**TASK DETAILS**: Edit the lines from the start of the items below through the line containing "(1096, 441)", changing "shrub" to "bush" and leaving everything else unchanged. Give back only those lines.

Data entries:

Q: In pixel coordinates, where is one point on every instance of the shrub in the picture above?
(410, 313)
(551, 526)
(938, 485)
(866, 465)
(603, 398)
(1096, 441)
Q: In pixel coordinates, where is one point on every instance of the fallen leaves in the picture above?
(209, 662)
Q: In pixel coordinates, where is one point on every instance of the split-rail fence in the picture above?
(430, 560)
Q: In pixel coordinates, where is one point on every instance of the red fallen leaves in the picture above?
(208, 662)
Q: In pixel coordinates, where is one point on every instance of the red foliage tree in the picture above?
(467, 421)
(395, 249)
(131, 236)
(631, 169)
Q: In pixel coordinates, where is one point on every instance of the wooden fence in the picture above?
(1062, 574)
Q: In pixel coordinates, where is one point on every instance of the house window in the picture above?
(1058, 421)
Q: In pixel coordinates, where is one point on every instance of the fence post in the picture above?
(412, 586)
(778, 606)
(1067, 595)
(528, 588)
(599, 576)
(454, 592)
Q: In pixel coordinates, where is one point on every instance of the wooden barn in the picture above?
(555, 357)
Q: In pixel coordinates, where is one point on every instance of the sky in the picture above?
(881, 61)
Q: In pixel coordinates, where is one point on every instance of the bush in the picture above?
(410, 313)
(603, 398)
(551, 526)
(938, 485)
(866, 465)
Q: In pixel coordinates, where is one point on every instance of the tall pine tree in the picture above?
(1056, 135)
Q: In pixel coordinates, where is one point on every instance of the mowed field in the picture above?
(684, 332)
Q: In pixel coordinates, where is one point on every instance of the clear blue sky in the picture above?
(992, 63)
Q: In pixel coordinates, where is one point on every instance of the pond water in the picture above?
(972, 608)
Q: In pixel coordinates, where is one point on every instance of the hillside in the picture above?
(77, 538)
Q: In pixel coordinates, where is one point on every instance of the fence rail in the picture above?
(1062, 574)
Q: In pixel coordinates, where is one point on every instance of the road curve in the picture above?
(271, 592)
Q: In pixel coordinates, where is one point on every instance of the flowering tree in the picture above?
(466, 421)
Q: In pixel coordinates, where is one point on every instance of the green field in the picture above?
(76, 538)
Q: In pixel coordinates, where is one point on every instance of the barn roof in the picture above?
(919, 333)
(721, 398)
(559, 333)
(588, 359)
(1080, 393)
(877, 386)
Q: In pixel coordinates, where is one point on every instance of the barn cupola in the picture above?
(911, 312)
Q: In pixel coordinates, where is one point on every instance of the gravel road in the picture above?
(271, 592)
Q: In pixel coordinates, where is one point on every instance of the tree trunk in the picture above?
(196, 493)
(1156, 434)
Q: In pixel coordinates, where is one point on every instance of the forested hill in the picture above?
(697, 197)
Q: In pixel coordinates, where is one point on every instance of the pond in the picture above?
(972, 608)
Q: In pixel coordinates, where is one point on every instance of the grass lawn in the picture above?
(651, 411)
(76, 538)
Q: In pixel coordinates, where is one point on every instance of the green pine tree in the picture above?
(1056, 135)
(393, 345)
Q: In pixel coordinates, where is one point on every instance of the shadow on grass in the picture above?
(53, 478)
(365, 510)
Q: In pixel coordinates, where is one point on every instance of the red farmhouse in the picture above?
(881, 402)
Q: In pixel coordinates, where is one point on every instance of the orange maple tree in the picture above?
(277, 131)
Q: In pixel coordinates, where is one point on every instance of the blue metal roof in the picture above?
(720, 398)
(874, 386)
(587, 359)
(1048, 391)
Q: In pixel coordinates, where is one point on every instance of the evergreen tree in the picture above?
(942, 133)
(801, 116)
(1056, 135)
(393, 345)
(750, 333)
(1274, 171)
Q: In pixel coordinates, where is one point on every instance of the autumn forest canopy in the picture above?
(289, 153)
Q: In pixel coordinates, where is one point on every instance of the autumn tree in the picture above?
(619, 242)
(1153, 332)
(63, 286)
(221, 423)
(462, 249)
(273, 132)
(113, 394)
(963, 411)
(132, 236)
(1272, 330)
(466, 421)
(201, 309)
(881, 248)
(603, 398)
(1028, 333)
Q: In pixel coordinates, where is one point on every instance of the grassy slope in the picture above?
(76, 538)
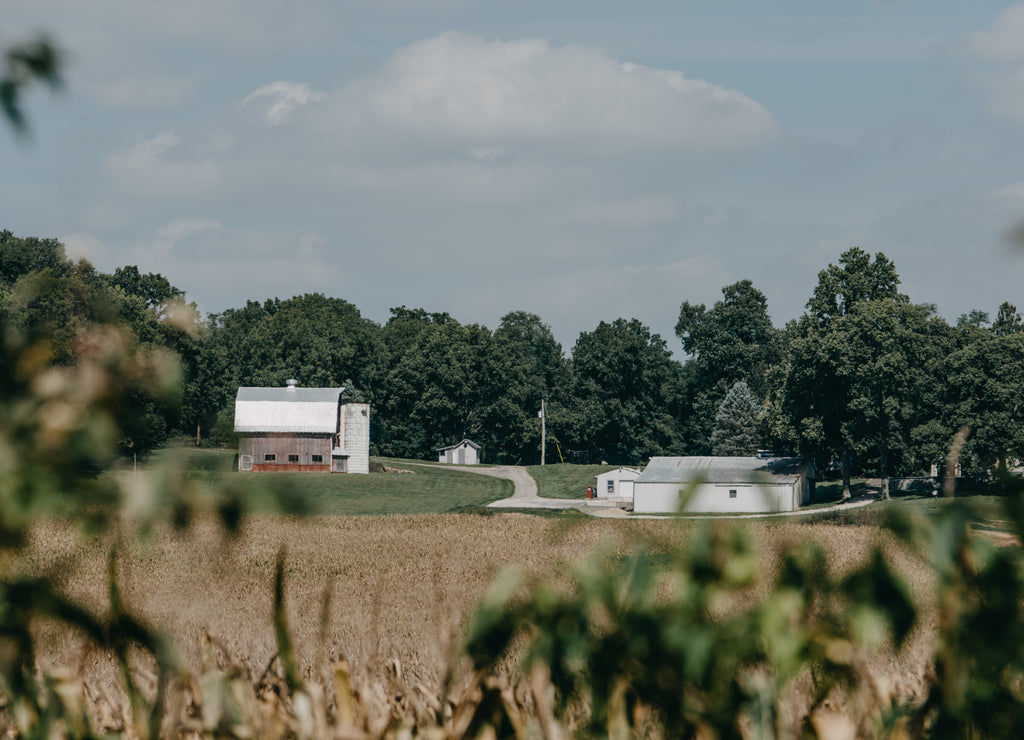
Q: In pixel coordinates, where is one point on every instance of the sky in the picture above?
(580, 160)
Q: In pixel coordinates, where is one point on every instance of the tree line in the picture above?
(863, 380)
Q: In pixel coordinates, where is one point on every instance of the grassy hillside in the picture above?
(428, 489)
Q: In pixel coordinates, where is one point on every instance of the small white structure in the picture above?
(723, 485)
(292, 430)
(464, 452)
(615, 483)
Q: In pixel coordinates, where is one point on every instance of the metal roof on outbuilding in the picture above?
(470, 442)
(723, 470)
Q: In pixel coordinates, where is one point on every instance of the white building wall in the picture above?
(355, 436)
(622, 483)
(715, 497)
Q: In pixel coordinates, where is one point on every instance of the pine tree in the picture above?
(735, 431)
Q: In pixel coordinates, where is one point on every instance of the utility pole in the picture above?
(544, 430)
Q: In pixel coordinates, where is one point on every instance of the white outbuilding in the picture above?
(615, 483)
(464, 452)
(723, 485)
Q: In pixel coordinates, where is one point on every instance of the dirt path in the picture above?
(525, 488)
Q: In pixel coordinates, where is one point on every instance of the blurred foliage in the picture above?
(25, 64)
(684, 643)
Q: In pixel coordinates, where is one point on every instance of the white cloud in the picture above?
(84, 246)
(1003, 78)
(137, 92)
(285, 97)
(171, 233)
(1005, 41)
(489, 95)
(145, 169)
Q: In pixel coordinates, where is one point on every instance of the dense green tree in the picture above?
(530, 366)
(735, 432)
(817, 395)
(1008, 320)
(439, 391)
(318, 341)
(732, 341)
(20, 256)
(622, 373)
(884, 350)
(154, 289)
(857, 278)
(984, 389)
(25, 64)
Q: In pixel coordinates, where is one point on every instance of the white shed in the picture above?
(615, 483)
(464, 452)
(723, 485)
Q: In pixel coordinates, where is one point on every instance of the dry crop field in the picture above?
(400, 586)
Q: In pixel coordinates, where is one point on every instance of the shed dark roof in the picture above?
(723, 470)
(470, 442)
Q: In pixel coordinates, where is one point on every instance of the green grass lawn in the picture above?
(565, 480)
(986, 512)
(429, 489)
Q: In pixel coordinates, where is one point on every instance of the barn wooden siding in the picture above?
(304, 444)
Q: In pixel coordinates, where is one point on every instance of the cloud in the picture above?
(285, 97)
(1001, 48)
(1005, 41)
(171, 233)
(137, 92)
(144, 169)
(489, 96)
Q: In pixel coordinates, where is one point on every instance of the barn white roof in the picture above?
(723, 470)
(287, 409)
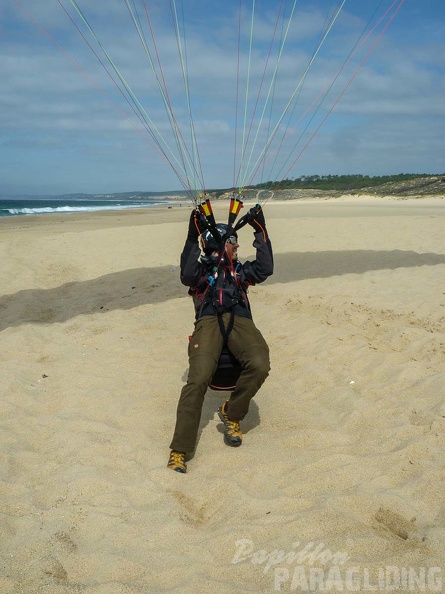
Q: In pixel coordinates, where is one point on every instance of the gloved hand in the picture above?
(196, 225)
(255, 218)
(193, 232)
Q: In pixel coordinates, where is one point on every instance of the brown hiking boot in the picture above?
(176, 462)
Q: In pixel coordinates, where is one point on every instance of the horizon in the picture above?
(160, 193)
(61, 136)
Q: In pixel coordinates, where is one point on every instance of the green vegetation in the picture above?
(340, 182)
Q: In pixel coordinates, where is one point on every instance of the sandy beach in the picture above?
(341, 473)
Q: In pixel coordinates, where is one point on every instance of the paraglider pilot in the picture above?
(218, 284)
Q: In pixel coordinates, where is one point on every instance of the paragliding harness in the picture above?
(216, 293)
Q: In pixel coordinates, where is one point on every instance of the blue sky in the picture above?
(322, 93)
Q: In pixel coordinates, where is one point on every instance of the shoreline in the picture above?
(343, 444)
(175, 213)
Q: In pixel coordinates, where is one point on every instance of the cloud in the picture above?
(52, 106)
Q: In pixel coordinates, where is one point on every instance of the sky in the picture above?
(160, 95)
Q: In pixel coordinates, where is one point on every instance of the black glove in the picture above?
(255, 218)
(193, 232)
(197, 225)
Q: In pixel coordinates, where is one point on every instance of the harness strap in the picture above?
(226, 331)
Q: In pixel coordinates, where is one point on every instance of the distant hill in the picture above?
(291, 189)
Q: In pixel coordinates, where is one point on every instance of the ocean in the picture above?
(67, 205)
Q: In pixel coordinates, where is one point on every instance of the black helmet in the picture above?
(209, 242)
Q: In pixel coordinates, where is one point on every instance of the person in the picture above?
(219, 284)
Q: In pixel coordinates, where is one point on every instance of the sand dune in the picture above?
(342, 466)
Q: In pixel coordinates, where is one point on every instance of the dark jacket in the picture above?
(217, 286)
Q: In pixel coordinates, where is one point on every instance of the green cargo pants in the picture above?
(248, 345)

**EXERCISE SOLUTION**:
Q: In pixel coordinates, where is one point on every instance of the bush in the picture above?
(410, 313)
(551, 526)
(938, 485)
(866, 465)
(603, 398)
(1096, 441)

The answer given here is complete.